* TASK TO CARRY OUT
Locate each line in the rows below containing the word "jeans", and copy those lines.

***** INFORMATION SHOWN

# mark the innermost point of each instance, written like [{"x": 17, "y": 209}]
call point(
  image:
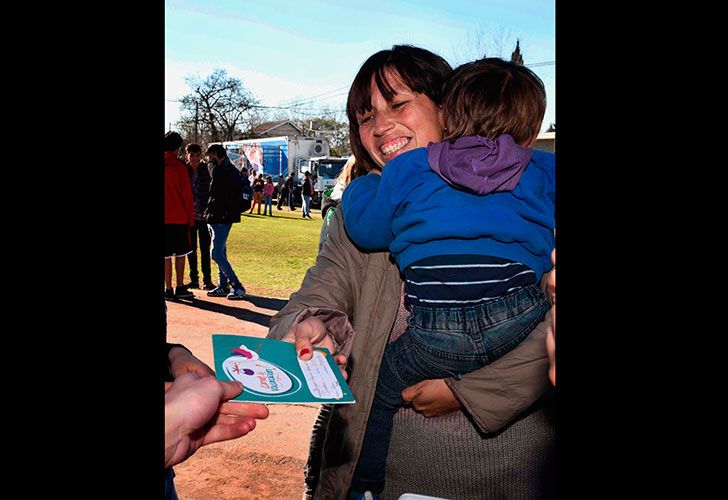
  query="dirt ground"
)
[{"x": 267, "y": 463}]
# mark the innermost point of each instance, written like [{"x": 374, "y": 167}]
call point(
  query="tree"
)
[
  {"x": 516, "y": 56},
  {"x": 485, "y": 42},
  {"x": 216, "y": 109}
]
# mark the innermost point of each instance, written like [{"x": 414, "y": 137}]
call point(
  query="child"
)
[{"x": 471, "y": 263}]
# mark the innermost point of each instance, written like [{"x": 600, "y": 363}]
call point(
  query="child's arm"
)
[{"x": 368, "y": 209}]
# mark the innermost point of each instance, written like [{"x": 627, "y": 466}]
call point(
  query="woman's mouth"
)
[{"x": 391, "y": 147}]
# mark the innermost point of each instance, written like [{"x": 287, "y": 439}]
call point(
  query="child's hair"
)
[{"x": 490, "y": 97}]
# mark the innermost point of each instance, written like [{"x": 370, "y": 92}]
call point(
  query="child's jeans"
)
[{"x": 441, "y": 342}]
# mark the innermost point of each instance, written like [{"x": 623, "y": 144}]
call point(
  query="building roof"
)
[
  {"x": 269, "y": 127},
  {"x": 546, "y": 136}
]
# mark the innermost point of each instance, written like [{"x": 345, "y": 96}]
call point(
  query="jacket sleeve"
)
[
  {"x": 368, "y": 210},
  {"x": 327, "y": 290},
  {"x": 497, "y": 393}
]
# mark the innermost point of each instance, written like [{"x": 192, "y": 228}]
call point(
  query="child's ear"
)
[{"x": 532, "y": 141}]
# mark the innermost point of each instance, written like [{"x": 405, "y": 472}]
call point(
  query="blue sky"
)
[{"x": 286, "y": 51}]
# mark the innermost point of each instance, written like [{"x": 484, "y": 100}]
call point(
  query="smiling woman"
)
[{"x": 487, "y": 434}]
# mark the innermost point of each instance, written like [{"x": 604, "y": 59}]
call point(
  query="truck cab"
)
[{"x": 324, "y": 172}]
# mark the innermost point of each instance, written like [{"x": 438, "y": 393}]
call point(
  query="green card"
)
[{"x": 272, "y": 373}]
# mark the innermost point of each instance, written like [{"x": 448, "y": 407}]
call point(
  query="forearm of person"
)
[
  {"x": 500, "y": 391},
  {"x": 326, "y": 290},
  {"x": 368, "y": 212}
]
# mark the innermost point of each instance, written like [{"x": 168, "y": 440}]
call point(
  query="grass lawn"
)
[{"x": 271, "y": 255}]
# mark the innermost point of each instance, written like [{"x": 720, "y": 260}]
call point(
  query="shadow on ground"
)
[{"x": 240, "y": 312}]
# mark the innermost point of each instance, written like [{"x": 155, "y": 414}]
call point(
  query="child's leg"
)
[{"x": 402, "y": 366}]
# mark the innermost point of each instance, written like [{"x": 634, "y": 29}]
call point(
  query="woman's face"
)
[{"x": 409, "y": 121}]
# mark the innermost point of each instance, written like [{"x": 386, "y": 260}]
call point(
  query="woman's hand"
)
[
  {"x": 310, "y": 333},
  {"x": 431, "y": 397},
  {"x": 182, "y": 361}
]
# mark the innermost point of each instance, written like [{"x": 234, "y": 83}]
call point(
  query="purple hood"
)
[{"x": 478, "y": 164}]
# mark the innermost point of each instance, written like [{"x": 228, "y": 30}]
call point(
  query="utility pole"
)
[{"x": 196, "y": 105}]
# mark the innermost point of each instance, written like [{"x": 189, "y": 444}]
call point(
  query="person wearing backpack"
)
[
  {"x": 306, "y": 193},
  {"x": 223, "y": 210}
]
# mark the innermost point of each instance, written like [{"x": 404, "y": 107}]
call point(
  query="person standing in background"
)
[
  {"x": 257, "y": 193},
  {"x": 268, "y": 189},
  {"x": 200, "y": 181},
  {"x": 178, "y": 217},
  {"x": 223, "y": 210},
  {"x": 291, "y": 187},
  {"x": 282, "y": 193},
  {"x": 306, "y": 193}
]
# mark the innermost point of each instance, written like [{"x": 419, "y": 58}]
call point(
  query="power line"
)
[{"x": 536, "y": 65}]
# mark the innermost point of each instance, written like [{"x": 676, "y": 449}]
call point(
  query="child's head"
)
[{"x": 490, "y": 97}]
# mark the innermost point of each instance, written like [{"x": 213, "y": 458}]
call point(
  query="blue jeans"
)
[
  {"x": 306, "y": 205},
  {"x": 219, "y": 234},
  {"x": 441, "y": 342}
]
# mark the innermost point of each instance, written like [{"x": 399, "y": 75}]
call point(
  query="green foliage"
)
[{"x": 271, "y": 255}]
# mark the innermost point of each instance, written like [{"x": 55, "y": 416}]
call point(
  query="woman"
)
[{"x": 487, "y": 435}]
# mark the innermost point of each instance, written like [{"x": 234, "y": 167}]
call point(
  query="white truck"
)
[
  {"x": 324, "y": 171},
  {"x": 277, "y": 156}
]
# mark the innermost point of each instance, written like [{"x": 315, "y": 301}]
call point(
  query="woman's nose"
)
[{"x": 382, "y": 123}]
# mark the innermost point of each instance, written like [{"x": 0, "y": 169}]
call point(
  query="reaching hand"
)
[
  {"x": 431, "y": 397},
  {"x": 194, "y": 416},
  {"x": 551, "y": 332},
  {"x": 310, "y": 333},
  {"x": 182, "y": 361}
]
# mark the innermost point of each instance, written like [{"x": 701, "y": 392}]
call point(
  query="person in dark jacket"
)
[
  {"x": 282, "y": 191},
  {"x": 200, "y": 180},
  {"x": 223, "y": 210},
  {"x": 291, "y": 188}
]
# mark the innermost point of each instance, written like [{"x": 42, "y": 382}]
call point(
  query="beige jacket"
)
[{"x": 350, "y": 292}]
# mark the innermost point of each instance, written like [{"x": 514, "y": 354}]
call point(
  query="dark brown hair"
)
[
  {"x": 490, "y": 97},
  {"x": 421, "y": 70},
  {"x": 172, "y": 141},
  {"x": 193, "y": 148}
]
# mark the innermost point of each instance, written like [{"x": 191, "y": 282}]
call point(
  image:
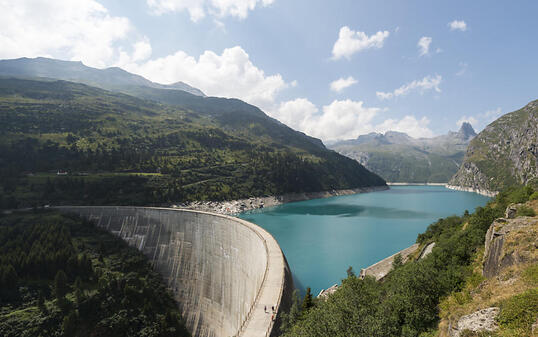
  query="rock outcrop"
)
[
  {"x": 479, "y": 321},
  {"x": 502, "y": 239},
  {"x": 505, "y": 153}
]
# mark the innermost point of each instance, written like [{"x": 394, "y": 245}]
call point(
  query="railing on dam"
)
[{"x": 223, "y": 271}]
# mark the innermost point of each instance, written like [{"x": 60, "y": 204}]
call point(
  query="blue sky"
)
[{"x": 407, "y": 68}]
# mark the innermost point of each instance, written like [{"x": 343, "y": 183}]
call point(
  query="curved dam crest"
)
[{"x": 222, "y": 270}]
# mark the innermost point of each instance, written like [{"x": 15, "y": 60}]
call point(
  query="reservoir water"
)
[{"x": 321, "y": 238}]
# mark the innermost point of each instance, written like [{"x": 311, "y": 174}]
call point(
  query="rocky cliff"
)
[
  {"x": 503, "y": 154},
  {"x": 503, "y": 300}
]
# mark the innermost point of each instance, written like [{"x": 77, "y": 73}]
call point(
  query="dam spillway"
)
[{"x": 222, "y": 270}]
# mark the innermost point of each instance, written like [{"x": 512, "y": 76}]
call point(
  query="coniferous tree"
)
[{"x": 60, "y": 285}]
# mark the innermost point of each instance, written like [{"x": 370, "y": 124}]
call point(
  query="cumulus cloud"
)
[
  {"x": 350, "y": 42},
  {"x": 458, "y": 25},
  {"x": 70, "y": 29},
  {"x": 344, "y": 119},
  {"x": 427, "y": 83},
  {"x": 424, "y": 45},
  {"x": 342, "y": 83},
  {"x": 463, "y": 68},
  {"x": 198, "y": 9},
  {"x": 230, "y": 74},
  {"x": 481, "y": 120}
]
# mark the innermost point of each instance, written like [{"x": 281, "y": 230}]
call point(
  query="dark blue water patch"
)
[
  {"x": 321, "y": 238},
  {"x": 342, "y": 210}
]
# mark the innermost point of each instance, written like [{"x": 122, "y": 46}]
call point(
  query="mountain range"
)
[
  {"x": 397, "y": 157},
  {"x": 126, "y": 140},
  {"x": 504, "y": 154}
]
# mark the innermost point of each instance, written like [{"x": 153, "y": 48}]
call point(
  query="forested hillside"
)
[
  {"x": 397, "y": 157},
  {"x": 61, "y": 276},
  {"x": 111, "y": 148},
  {"x": 503, "y": 154}
]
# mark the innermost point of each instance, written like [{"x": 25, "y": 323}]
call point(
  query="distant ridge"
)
[
  {"x": 397, "y": 157},
  {"x": 114, "y": 78},
  {"x": 505, "y": 153}
]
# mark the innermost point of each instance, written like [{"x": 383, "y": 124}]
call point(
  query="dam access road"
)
[{"x": 223, "y": 271}]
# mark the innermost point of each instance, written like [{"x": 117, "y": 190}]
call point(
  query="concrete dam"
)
[{"x": 222, "y": 270}]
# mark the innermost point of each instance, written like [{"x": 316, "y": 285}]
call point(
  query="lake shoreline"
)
[
  {"x": 415, "y": 184},
  {"x": 234, "y": 207},
  {"x": 487, "y": 193}
]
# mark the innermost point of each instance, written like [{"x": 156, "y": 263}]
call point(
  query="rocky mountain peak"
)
[{"x": 466, "y": 131}]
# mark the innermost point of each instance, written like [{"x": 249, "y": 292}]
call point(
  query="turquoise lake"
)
[{"x": 321, "y": 238}]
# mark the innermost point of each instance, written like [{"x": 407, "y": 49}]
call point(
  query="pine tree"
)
[
  {"x": 307, "y": 301},
  {"x": 60, "y": 285}
]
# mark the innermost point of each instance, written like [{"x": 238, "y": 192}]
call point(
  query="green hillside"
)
[
  {"x": 119, "y": 149},
  {"x": 397, "y": 157},
  {"x": 62, "y": 276},
  {"x": 504, "y": 153}
]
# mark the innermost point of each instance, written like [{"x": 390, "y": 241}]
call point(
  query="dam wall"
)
[{"x": 222, "y": 270}]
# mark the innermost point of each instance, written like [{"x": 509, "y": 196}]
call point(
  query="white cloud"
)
[
  {"x": 230, "y": 74},
  {"x": 481, "y": 120},
  {"x": 69, "y": 29},
  {"x": 198, "y": 9},
  {"x": 427, "y": 83},
  {"x": 424, "y": 45},
  {"x": 350, "y": 42},
  {"x": 463, "y": 68},
  {"x": 342, "y": 83},
  {"x": 458, "y": 25},
  {"x": 344, "y": 119}
]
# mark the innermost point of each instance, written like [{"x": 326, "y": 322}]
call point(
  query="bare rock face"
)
[
  {"x": 511, "y": 211},
  {"x": 478, "y": 321},
  {"x": 502, "y": 239},
  {"x": 503, "y": 154}
]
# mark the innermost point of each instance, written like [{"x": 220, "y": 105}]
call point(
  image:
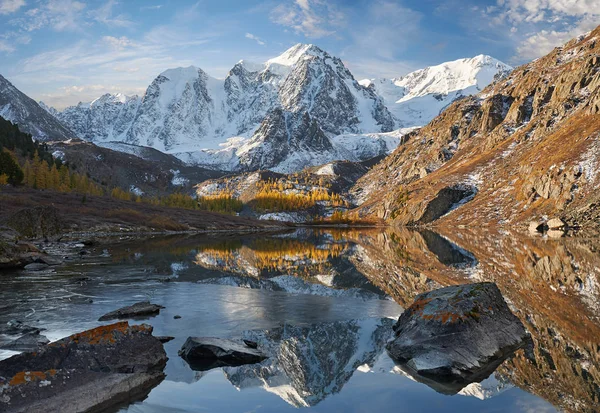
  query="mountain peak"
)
[
  {"x": 182, "y": 73},
  {"x": 292, "y": 55}
]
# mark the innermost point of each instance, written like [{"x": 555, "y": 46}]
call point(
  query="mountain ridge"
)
[
  {"x": 524, "y": 148},
  {"x": 216, "y": 124}
]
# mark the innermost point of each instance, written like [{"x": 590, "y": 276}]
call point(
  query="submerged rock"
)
[
  {"x": 36, "y": 267},
  {"x": 29, "y": 342},
  {"x": 556, "y": 223},
  {"x": 165, "y": 339},
  {"x": 536, "y": 227},
  {"x": 137, "y": 310},
  {"x": 453, "y": 336},
  {"x": 14, "y": 327},
  {"x": 95, "y": 370},
  {"x": 36, "y": 222},
  {"x": 205, "y": 353}
]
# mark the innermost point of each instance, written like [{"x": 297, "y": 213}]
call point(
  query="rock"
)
[
  {"x": 555, "y": 233},
  {"x": 36, "y": 222},
  {"x": 445, "y": 200},
  {"x": 36, "y": 267},
  {"x": 48, "y": 259},
  {"x": 96, "y": 370},
  {"x": 14, "y": 327},
  {"x": 29, "y": 342},
  {"x": 165, "y": 339},
  {"x": 453, "y": 336},
  {"x": 205, "y": 353},
  {"x": 537, "y": 227},
  {"x": 555, "y": 223},
  {"x": 138, "y": 310},
  {"x": 11, "y": 256}
]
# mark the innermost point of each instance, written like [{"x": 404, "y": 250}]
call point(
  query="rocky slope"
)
[
  {"x": 302, "y": 108},
  {"x": 524, "y": 147},
  {"x": 550, "y": 285},
  {"x": 18, "y": 108},
  {"x": 140, "y": 170}
]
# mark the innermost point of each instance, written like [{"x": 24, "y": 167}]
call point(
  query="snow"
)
[
  {"x": 177, "y": 179},
  {"x": 212, "y": 122},
  {"x": 135, "y": 190},
  {"x": 486, "y": 389},
  {"x": 326, "y": 169},
  {"x": 418, "y": 97}
]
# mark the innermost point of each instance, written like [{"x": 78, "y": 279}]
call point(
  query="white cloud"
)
[
  {"x": 388, "y": 30},
  {"x": 535, "y": 27},
  {"x": 155, "y": 7},
  {"x": 542, "y": 42},
  {"x": 104, "y": 15},
  {"x": 118, "y": 42},
  {"x": 6, "y": 47},
  {"x": 312, "y": 18},
  {"x": 255, "y": 38},
  {"x": 10, "y": 6},
  {"x": 59, "y": 14}
]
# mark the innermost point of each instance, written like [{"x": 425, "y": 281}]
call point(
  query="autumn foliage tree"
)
[{"x": 10, "y": 171}]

**********

* THE RESULT
  query="child's jeans"
  query="blue jeans"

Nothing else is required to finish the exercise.